Could you return every line of the records below that contains the word "point"?

- - - -

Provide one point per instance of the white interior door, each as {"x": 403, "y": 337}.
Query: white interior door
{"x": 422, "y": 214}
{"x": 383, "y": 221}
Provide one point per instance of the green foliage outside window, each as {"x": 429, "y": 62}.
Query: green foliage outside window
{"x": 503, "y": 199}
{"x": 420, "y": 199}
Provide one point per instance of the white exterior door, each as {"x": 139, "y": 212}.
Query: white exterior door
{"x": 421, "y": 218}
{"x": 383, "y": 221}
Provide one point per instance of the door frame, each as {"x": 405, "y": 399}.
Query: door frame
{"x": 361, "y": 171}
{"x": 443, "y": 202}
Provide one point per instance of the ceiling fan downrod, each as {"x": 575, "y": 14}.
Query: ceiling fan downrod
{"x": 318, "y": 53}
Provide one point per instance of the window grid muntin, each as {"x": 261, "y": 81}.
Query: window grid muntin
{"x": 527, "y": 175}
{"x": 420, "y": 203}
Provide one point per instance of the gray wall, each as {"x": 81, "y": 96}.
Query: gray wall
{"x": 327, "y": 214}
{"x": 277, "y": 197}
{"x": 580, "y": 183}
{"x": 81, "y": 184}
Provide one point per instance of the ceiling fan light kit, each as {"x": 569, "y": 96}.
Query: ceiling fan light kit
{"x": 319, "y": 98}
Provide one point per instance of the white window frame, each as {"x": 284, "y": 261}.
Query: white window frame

- - - -

#### Answer area
Provide one point per instance of the white interior door, each as {"x": 403, "y": 337}.
Provide one point per instance of the green foliage outside window, each as {"x": 429, "y": 62}.
Provide one point per instance of the white exterior door, each as {"x": 139, "y": 212}.
Provide one point per instance of the door frame, each as {"x": 405, "y": 399}.
Provide one point per instance of the ceiling fan downrod, each as {"x": 575, "y": 14}.
Provide one point per instance of the window grid muntin, each as {"x": 261, "y": 81}.
Provide one point per instance of the gray wall, each as {"x": 81, "y": 96}.
Provide one point per instance of the ceiling fan light kit, each as {"x": 569, "y": 96}.
Provide one point per instance of the white window frame, each as {"x": 284, "y": 261}.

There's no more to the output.